Transcribe every line of the records verbatim.

:: Data for the task ::
+---+

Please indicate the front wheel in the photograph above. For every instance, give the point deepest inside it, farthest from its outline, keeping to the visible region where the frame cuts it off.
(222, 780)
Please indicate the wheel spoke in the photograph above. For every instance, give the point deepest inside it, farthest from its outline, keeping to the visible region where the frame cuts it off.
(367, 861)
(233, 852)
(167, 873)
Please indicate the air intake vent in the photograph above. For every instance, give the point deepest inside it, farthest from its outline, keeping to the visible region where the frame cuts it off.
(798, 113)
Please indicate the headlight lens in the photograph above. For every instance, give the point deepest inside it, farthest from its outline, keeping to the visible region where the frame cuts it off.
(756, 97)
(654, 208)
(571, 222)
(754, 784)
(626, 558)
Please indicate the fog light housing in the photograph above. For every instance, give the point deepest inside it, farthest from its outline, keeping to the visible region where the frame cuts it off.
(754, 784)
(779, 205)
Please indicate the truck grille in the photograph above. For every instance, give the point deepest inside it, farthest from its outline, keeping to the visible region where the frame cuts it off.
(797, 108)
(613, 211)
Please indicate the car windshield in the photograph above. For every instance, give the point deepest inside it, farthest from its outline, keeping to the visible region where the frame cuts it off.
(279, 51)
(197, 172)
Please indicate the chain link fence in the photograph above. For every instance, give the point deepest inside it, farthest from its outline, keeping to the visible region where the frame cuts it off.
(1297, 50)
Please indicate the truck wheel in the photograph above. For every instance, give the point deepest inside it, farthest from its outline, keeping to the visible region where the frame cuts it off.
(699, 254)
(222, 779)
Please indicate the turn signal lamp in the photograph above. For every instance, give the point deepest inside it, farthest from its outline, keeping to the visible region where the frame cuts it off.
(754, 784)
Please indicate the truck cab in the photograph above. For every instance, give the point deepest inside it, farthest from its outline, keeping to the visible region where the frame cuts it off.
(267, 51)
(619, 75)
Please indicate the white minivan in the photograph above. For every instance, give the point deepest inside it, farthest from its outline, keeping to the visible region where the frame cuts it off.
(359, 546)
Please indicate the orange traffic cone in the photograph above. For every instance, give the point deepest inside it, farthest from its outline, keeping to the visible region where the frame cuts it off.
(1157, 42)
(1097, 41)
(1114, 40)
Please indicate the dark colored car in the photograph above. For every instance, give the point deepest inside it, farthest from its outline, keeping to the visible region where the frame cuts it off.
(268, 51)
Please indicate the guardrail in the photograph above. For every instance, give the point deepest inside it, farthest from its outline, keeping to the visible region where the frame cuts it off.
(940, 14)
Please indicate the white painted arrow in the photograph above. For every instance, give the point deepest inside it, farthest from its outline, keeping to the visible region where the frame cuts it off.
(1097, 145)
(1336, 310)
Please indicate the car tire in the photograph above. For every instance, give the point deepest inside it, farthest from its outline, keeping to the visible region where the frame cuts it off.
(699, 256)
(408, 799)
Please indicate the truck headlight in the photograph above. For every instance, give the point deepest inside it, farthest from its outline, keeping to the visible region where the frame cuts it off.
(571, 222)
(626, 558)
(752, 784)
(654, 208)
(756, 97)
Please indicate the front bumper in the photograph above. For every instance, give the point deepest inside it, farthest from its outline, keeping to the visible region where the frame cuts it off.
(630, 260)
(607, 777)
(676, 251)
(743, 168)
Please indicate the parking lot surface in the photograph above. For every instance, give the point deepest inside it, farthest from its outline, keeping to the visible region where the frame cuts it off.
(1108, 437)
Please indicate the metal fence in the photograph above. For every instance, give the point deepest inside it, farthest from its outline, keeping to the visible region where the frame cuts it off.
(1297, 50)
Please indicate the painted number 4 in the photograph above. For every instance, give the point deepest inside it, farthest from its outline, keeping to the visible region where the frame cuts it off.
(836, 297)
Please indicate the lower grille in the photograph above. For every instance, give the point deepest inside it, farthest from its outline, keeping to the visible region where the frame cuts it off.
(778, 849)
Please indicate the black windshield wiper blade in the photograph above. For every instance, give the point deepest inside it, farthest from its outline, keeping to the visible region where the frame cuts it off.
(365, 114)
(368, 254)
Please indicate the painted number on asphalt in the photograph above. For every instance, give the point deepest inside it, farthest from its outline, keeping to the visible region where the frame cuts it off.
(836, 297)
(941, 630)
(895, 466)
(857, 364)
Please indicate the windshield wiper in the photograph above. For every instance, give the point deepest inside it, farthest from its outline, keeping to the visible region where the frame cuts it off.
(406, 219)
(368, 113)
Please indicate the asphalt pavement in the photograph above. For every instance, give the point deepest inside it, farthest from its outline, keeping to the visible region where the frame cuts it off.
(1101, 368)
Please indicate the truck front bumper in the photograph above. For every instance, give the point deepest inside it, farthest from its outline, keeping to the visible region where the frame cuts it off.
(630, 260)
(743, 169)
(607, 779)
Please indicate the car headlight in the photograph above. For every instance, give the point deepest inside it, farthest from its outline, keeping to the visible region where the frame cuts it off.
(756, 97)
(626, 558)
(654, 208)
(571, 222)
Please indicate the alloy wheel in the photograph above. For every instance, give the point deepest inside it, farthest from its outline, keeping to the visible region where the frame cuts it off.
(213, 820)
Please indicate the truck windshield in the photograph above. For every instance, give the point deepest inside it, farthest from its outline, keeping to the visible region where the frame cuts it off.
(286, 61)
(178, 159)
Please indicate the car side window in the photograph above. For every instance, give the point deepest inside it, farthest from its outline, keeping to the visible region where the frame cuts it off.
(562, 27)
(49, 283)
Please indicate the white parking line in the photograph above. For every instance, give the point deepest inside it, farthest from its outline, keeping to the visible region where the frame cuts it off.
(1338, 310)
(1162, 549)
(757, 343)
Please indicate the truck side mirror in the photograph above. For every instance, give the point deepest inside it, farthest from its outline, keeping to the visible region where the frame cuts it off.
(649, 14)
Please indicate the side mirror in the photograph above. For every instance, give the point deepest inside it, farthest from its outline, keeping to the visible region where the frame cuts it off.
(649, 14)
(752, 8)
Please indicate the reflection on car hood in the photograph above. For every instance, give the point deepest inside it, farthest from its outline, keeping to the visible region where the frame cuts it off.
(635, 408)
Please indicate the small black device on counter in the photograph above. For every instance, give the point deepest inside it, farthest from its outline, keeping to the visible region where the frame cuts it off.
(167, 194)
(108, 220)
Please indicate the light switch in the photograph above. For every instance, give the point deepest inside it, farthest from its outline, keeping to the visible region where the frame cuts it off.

+---+

:: Result of the task ::
Please indicate the front wheel in the photograph above. For every instance, give the point deepest inside it, farthest from its outline, keeping to the visible region where the frame cuts it off.
(222, 780)
Please indicate the wheel spoke in the photograph above. For every instance, give the point deepest inside it, farthest from its outline, keeping to the visible region where the frame cuts it off.
(367, 861)
(233, 852)
(167, 873)
Please indicate the air intake vent in the photograph above. For every instance, give the point deepest inside it, farthest from its outline, keeping to the visible region where the frame cuts it off.
(798, 113)
Please indicate the headlight lens in the photograph above. For every instance, give the point deepest inside it, farthest from its outline, keeping to the visible region where the frame cuts it off.
(756, 97)
(654, 208)
(571, 222)
(754, 784)
(626, 558)
Please indicate the fog light housing in the photograph above. For every instance, give the point deepest inside it, farthest from its outline, keeping to the visible region where the frame cuts it off.
(754, 784)
(779, 205)
Please indicate the truck grille in the photograph above. For every instance, give the point deepest inside it, farthest from its outline, keeping to the visible region where the frame cuts it off.
(797, 108)
(613, 211)
Please indicate the car windshield in the photograph above. For every instance, give the point deepest inside it, farthest from its outline, keeping to the visible region where the frame cuts it off.
(279, 51)
(197, 172)
Please indicate the chain link fence in the photograph above. For every instance, give the point deepest inside it, farthest from its outline, keeping to the visible region where the frame cuts it off.
(1297, 50)
Please indicate the truck wheel in the photograph above. For every instance, give the point deepest inside it, farthest from its outline, keeping to the visible region where the frame cuts it off.
(699, 254)
(222, 779)
Please indicate the turn signal lamp in the photograph above. For every instance, give the point deepest inside it, farthest from its outline, keeping to the visible region where the frame cuts it off.
(754, 784)
Please indicate the truck cab in the photograph above. For every instance, give the point deepest inside it, farthest from its outline, keeping to the visible region where the frame cuts it off.
(267, 51)
(619, 75)
Please indicate the white minivan in the photograph above. For every instance, give the point deepest inside it, farthest from its outline, keeping to the visible region where the frame cuts it off.
(359, 546)
Please indicate the orange traffic cone in the photograph above. For every instance, give the point deepest inside it, farthest from its outline, keeping to the visible region where the frame cuts it off.
(1157, 42)
(1097, 41)
(1114, 40)
Please indicate the dark colored car in the photograph above. For every instance, give the point deepest inside it, farthest from its outline, keeping to the visible region where the frame cuts it off.
(268, 51)
Please indicate the guardrail in the photograph above. For every instance, give the point deepest inside it, farthest from its outline, keeping to the visible region where the frame cuts it off.
(940, 14)
Please indicate the white painted arrow in the photograph above. For every instance, give the point deepest inside it, farthest from its outline, keeping to the visible region where the frame cuts it off.
(1097, 145)
(1336, 310)
Please indicate the car tire in the photograph above. For every instance, give the point deepest inside it, farthest from its outline, keeping to the visible region where the frame cuts it off.
(699, 256)
(408, 799)
Please indicate the truck headlight in the photograph above. For every instance, give the point deepest inside it, farthest from its outline, keeping to the visible region where the frame cuts it off.
(571, 222)
(626, 558)
(752, 784)
(654, 208)
(756, 97)
Please indicate the front bumper in the photograph above. For every instance, give the point deepest inside it, farthest from its outline, keeping to the visible region where the frame cuts it off.
(630, 260)
(607, 777)
(676, 251)
(743, 168)
Please indicate the parking lot surface in the photograph above. For every instance, give the point deepest inside it, farthest from its outline, keeping to the visible region where the frame cuts it off.
(1108, 437)
Please indicate the metal fence in the photograph above. For every instance, give the point deepest inside it, farthest from its outline, keeping to the visible region where the frame cuts it off.
(1297, 50)
Please indicate the painted number 4 in the photograph above. For every instance, give the point deepest inside it, farthest from its outline, keeping to the visible region where the frame cuts it off.
(836, 297)
Please indicate the lower grille in the photograph above. For every instance, give the point deepest inside it, farthest from its outline, keeping to the visible region where the frame cuts it off.
(778, 849)
Please indicate the black windshield wiper blade in the photograph above. For every instance, give the point deepest inside it, farthest from its outline, keeping to the visible region where the frame cuts it off.
(365, 114)
(368, 254)
Please indicate the painted number on asphalt in the photograph above. For every instance, give the point deepest inside it, farthest from its outline, keeping to the visible region where the frame cuts it off.
(836, 297)
(941, 630)
(895, 466)
(857, 364)
Please indicate the windshield wiper in the photograph above. For every instance, give the point deepest inside it, farthest from its outline, keeping to the visible region where the frame cuts it off.
(406, 219)
(368, 113)
Please indicate the asphalt pavement in the photograph above. For every instance, give the point deepest inside it, farthest from its outline, keeping to the visible region where the frame cuts it off.
(1101, 368)
Please indicate the truck front bumper in the photograph above. For every instance, give the point deepest inside it, farthest from its outline, keeping to the visible region where the frame cuts it off.
(630, 260)
(743, 169)
(607, 779)
Please indicate the car headlight in the photograph above. For every instance, give the point deepest inside it, farthest from its outline, keeping to the visible region where the frame cuts it off.
(756, 97)
(626, 558)
(654, 208)
(571, 222)
Please indicate the alloy wheel in the photograph above. For every instance, give the point deepest inside it, farthest from its outline, keeping to the visible region where the frame cuts it off.
(213, 820)
Please indicate the truck windshield in the photograph above. For every instance, give the point deepest inside it, farthest from its outline, keeping to the visible region where the frame cuts it off.
(286, 61)
(178, 159)
Please indicate the car side window in the photograph above. For every instance, give the point deepest inside it, farthest from its outline, keeping to the visible region where the frame cuts it off.
(562, 27)
(49, 283)
Please indicate the white parking line in the photograph above. For every instance, give the point deepest inside it, farthest from its outline, keeping to the visible region where the frame cuts it off.
(1338, 310)
(1162, 549)
(757, 343)
Please indicate the truck side mirror in the photograph above. For every instance, give the point deepest inside it, farthest from its outline, keeping to the visible region where the frame cuts it off.
(649, 14)
Please indicate the side mirror in the photograph above. For every instance, give the point deepest inside it, farthest from its outline, keeping to the visible region where the frame cuts it off.
(649, 14)
(752, 8)
Please indicate the reflection on car hood in the photograph above. For every instance, give the point deepest inside it, farthest from its outline, keeping to the visible region where the frame cuts it off.
(635, 408)
Please indicate the small black device on counter in the photograph above. For every instance, give the point deepest inside it, farthest from its outline, keeping to the visible region where the frame cuts it off.
(167, 194)
(108, 220)
Please indicate the light switch in the photograph above. For every instance, give the point deepest inside it, farthest from its outline, keeping to the visible region where the frame cuts it off.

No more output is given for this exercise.